DO "THE NEW YORK TIMES"

A agressão às liberdades civis lançada pela administração Bush desde os ataques de 11 de setembro alcançou um novo limite, quando o Departamento da Justiça (DJ) argumentou recentemente ante um tribunal que um detido nascido nos EUA, que pode ser cidadão americano, não deve ser autorizado a conversar com um advogado. É o mesmo DJ que se recusou a divulgar os nomes e os locais onde se encontram estimadas 1.200 pessoas detidas desde 11 de setembro e que insistiu em ouvir os depoimentos delas a portas fechadas. São políticas que ferem frontalmente a Constituição, o que alguns tribunais começaram a dizer em decisões recentes.

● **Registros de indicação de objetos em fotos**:
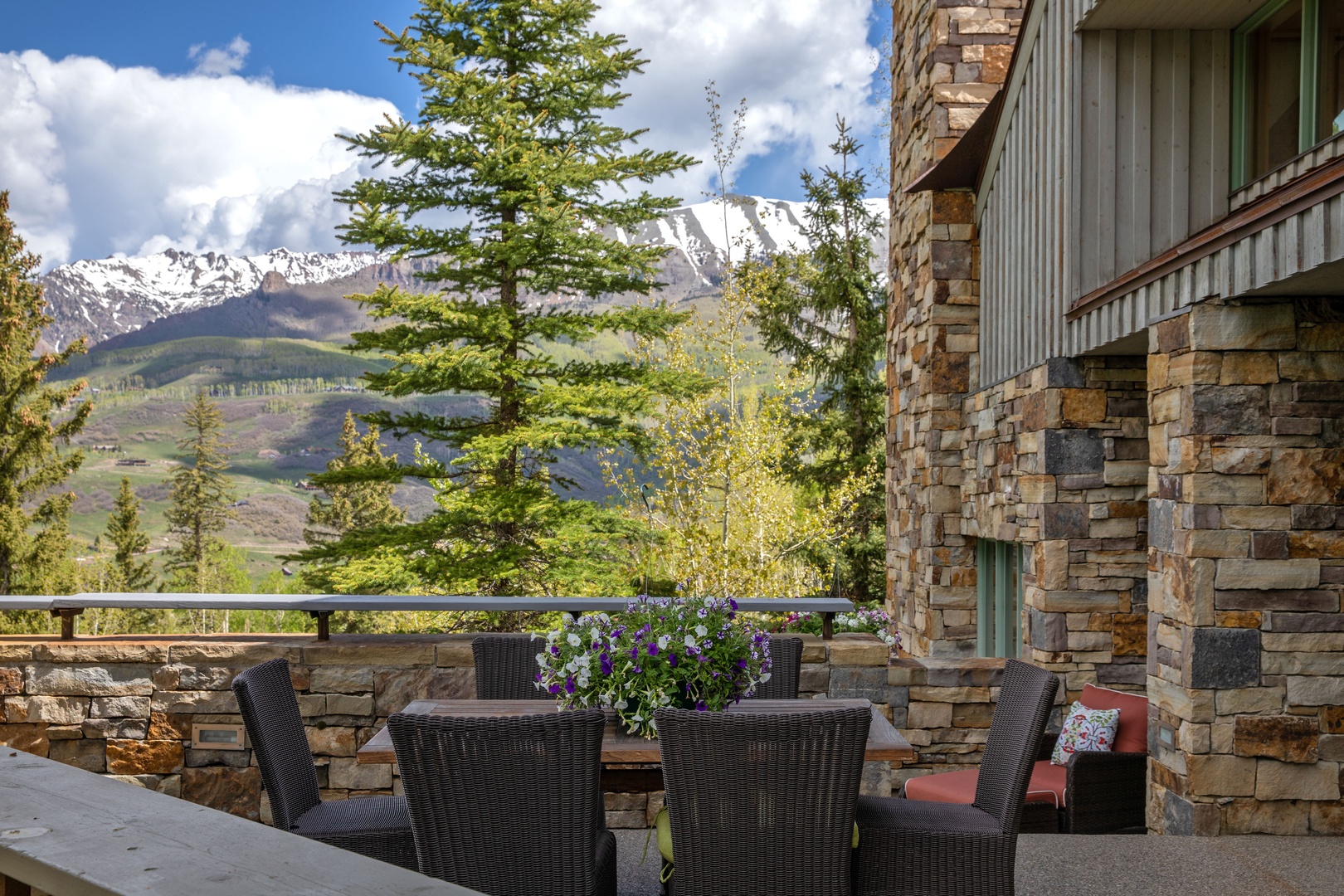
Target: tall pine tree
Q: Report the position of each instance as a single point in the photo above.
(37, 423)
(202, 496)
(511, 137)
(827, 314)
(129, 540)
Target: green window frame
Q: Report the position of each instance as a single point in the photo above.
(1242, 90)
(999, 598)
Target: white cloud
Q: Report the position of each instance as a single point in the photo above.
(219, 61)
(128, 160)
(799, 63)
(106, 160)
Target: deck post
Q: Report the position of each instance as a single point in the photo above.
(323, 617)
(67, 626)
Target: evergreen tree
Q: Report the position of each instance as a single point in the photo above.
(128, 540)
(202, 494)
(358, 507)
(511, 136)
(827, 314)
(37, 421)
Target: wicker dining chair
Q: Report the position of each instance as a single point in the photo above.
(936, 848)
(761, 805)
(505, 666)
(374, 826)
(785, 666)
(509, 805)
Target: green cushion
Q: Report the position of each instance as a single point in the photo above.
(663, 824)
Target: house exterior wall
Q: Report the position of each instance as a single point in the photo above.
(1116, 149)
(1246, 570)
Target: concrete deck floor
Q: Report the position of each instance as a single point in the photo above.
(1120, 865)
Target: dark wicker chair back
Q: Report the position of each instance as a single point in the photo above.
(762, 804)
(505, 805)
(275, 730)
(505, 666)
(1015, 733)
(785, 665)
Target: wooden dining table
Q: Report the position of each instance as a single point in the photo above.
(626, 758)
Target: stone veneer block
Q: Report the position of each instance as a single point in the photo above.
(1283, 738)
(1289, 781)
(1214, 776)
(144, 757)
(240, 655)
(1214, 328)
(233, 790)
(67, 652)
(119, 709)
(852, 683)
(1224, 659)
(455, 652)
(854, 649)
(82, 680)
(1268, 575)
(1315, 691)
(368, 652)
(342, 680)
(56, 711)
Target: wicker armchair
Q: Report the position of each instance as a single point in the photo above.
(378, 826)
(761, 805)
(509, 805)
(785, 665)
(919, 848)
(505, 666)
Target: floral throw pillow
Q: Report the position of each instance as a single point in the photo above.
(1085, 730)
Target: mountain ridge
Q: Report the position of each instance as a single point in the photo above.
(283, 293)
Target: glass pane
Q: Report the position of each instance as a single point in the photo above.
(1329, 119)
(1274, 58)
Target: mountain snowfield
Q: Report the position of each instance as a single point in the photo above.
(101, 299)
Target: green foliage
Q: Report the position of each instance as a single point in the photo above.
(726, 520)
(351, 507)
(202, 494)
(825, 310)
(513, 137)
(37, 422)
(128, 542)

● **TAREFAS PROPOSTAS**:
1. Responda com base no texto sobre as liberdades civis:
(a) Que órgão argumentou perante um tribunal que um detido nascido nos EUA não deve ser autorizado a conversar com um advogado?
(b) Quantas pessoas, segundo a estimativa citada, foram detidas desde 11 de setembro?
(c) O que alguns tribunais começaram a dizer em decisões recentes?
2. Transcreva do texto sobre as liberdades civis o trecho que vai de "A agressão às" até "em decisões recentes.".
3. Por favor, escreva a continuação do texto sobre as liberdades civis a partir da última frase apresentada.

● **RESPOSTAS ESPERADAS**:
1.
(a) O Departamento da Justiça (DJ).
(b) Cerca de 1.200 pessoas.
(c) Que essas políticas ferem frontalmente a Constituição.

2.
A agressão às liberdades civis lançada pela administração Bush desde os ataques de 11 de setembro alcançou um novo limite, quando o Departamento da Justiça (DJ) argumentou recentemente ante um tribunal que um detido nascido nos EUA, que pode ser cidadão americano, não deve ser autorizado a conversar com um advogado. É o mesmo DJ que se recusou a divulgar os nomes e os locais onde se encontram estimadas 1.200 pessoas detidas desde 11 de setembro e que insistiu em ouvir os depoimentos delas a portas fechadas. São políticas que ferem frontalmente a Constituição, o que alguns tribunais começaram a dizer em decisões recentes.

3.
O governo quer retratar suas políticas duras em relação aos detidos como sendo aplicadas só a estrangeiros. Mas o caso de Iasser Esam Hamdi mostra que cidadãos americanos podem ser igualmente vulneráveis à perda de seus direitos. Prisioneiro da guerra do Afeganistão, Hamdi nasceu nos EUA, e, embora sua família o tenha levado de volta à Arábia Saudita, é possível que nunca tenha desistido da cidadania com a qual nasceu. Hamdi foi mantido preso em Guantánamo até ser levantada a questão de sua cidadania e ser transferido para prisão nos EUA. Parece que, de acordo com o previsto na Sexta Emenda constitucional, ele tem o direito de ser representado por advogado. Mas o DJ vem bloqueando as tentativas feitas pela defesa pública federal da Virgínia de reunir-se com ele. Isso é indefensável. Uma corte federal em Norfolk decidiu que o defensor público deve ter acesso a Hamdi. O DJ apelou.
O DJ também foi alvo de repreensão judicial devido à sua política de negar-se a divulgar os nomes dos detidos. O encarceramento secreto de pessoas traz à mente os livros de Kafka e histórias reais sobre a vida num Estado policial. O governo alega que as informações podem ajudar a Al Qaeda a saber quais de seus agentes estão presos. Em março, um tribunal de Nova Jersey decidiu que o público deve ter acesso a informações sobre os detidos.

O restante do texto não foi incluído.